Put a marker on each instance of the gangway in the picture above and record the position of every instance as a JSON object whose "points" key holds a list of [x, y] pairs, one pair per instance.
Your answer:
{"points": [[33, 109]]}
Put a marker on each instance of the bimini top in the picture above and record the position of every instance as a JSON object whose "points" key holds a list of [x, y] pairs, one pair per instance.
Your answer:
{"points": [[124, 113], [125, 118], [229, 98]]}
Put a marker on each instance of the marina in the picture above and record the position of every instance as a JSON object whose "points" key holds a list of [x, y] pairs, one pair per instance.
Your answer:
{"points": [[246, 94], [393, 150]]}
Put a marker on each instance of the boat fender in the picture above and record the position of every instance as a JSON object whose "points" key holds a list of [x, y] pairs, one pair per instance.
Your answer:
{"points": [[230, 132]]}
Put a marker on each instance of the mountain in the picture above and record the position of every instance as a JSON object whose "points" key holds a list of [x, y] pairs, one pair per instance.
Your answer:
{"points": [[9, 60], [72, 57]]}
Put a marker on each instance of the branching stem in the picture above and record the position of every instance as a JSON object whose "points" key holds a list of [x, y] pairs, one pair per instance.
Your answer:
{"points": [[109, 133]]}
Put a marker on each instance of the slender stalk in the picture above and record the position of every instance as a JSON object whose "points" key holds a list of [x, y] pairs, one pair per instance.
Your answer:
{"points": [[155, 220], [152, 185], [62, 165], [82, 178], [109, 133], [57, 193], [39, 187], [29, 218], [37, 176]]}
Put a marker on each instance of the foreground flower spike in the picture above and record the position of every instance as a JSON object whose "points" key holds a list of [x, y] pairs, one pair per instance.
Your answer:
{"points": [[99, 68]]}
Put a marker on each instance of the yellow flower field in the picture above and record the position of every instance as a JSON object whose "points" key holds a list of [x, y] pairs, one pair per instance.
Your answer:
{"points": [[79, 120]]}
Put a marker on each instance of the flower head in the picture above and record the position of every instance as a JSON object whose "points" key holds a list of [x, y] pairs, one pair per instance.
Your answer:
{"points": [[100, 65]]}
+===+
Reproduce the records above exactly as they appear.

# Answer section
Put a marker on each instance of the gangway in the picture above and record the position of every instance as a JSON object whose "points" key holds a list of [x, y] pairs, one pair per instance.
Your answer:
{"points": [[33, 109]]}
Put a marker on each instance of the bimini top in the picture above and record the position of every instance as a JSON object whose "points" key holds a list of [x, y] pairs, one pair per instance.
Your answer:
{"points": [[124, 113], [125, 118], [229, 98]]}
Put a marker on each instance of the marina in the picture above and record the position of every instance as a JSON object whose "points" key holds a list of [x, y] pairs, one pair per instance.
Your answer:
{"points": [[246, 94], [393, 150]]}
Put a marker on each instance of the boat fender in the picture above and record the position of every instance as a JSON object whose "points" key holds a list of [x, y] pairs, one pair per instance.
Your answer:
{"points": [[230, 132]]}
Put a marker on each instance of the mountain in the picture above and record the position of every instance as a JSON object whose "points" key holds a list of [x, y] pairs, one pair per instance.
Your answer:
{"points": [[9, 60], [72, 57]]}
Put a marker on each instance of the branching stem in the picture above and record the position of every instance as a JSON object whose "points" key holds a list of [x, y] pairs, one pair per instance.
Your answer:
{"points": [[109, 133]]}
Put a marker on each instance of the slender stalk in the picture above and record the position of every instance as a JSON object whose "points" key holds a list of [x, y] pairs, one pair per instance.
Your answer:
{"points": [[155, 220], [152, 185], [62, 165], [82, 178], [109, 133], [57, 193], [39, 187], [29, 218], [37, 176]]}
Put a marker on each instance of the foreground flower spike in the picture above and record the position of every instance as a JSON object whose "points" key holds a list of [x, y] pairs, one pair per instance.
Your answer:
{"points": [[99, 68]]}
Put a marker on each instance of the yellow flower field in the picture above and record the position of every instance as a JSON object whose "points" key holds a list of [x, y] pairs, one pair per instance.
Your answer:
{"points": [[79, 120]]}
Put a marker on each instance of the flower head in the picture above and record the position of every instance as a JSON object whose "points" key holds a list of [x, y] pairs, one pair per instance.
Your answer:
{"points": [[100, 65]]}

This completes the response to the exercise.